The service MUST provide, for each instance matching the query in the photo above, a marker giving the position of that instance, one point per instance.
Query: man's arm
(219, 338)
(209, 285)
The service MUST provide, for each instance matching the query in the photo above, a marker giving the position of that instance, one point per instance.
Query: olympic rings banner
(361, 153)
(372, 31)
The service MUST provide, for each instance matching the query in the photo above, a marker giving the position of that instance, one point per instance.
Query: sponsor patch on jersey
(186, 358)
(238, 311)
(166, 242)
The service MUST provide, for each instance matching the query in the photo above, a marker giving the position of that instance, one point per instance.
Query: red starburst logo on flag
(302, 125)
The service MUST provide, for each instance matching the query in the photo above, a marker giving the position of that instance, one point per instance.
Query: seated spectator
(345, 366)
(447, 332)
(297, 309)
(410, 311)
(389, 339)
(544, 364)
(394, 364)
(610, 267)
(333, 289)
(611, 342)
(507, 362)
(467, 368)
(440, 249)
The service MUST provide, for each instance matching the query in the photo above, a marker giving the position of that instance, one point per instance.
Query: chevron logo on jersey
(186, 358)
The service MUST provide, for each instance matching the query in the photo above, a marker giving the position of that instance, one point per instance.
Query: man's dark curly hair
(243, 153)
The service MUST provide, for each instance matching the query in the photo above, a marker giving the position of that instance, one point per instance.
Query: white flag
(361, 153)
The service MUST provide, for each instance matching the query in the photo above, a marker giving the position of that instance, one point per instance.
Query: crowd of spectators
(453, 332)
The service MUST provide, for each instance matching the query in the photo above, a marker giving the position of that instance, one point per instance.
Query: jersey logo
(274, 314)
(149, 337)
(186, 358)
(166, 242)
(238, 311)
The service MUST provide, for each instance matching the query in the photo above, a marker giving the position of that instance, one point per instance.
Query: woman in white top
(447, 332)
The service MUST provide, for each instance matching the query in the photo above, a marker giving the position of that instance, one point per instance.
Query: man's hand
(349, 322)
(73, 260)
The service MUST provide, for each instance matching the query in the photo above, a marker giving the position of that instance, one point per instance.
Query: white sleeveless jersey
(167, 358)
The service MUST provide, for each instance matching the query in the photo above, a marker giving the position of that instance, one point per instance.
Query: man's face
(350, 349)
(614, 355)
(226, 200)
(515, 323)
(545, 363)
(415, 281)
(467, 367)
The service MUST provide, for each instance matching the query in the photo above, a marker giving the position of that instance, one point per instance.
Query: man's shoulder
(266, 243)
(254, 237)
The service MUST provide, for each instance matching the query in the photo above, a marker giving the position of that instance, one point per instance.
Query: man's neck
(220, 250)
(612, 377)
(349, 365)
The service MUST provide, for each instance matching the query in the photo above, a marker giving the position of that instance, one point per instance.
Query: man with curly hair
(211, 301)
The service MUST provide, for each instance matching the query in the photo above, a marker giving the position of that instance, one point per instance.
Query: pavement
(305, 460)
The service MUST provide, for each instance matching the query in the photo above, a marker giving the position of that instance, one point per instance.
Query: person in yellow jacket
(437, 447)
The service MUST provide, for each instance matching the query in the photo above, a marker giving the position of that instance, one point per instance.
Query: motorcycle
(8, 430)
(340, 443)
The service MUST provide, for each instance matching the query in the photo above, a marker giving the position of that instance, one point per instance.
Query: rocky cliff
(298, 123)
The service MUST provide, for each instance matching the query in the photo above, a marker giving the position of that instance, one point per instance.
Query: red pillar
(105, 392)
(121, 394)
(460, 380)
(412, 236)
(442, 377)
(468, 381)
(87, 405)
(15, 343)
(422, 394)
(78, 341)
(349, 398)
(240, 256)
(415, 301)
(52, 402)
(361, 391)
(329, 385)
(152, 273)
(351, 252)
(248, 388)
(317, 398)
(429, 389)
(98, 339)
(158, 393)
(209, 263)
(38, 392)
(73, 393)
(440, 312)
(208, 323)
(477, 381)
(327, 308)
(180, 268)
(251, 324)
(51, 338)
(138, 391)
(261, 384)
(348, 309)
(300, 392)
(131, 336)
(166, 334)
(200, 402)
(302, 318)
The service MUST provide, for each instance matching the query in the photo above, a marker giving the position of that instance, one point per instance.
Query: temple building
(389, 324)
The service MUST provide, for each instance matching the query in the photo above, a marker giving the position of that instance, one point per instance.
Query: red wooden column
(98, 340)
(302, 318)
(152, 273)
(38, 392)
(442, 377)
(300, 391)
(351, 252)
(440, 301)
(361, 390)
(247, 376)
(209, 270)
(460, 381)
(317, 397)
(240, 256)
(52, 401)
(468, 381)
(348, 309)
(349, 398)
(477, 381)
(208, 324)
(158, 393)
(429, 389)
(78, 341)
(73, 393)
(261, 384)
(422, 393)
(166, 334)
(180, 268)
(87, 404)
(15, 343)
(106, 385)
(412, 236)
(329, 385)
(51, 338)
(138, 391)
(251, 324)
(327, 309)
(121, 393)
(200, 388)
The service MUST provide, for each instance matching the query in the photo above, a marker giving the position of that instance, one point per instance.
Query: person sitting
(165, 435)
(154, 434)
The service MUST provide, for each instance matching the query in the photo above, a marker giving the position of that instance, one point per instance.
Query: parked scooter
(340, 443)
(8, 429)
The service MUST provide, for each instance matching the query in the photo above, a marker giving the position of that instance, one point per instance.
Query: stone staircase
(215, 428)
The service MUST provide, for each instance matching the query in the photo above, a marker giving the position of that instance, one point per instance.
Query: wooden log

****************************************

Count the lines above that contain the string "hair", treating uppercase and lowercase as different, and reply with that number alone.

→ **Solution to this task**
2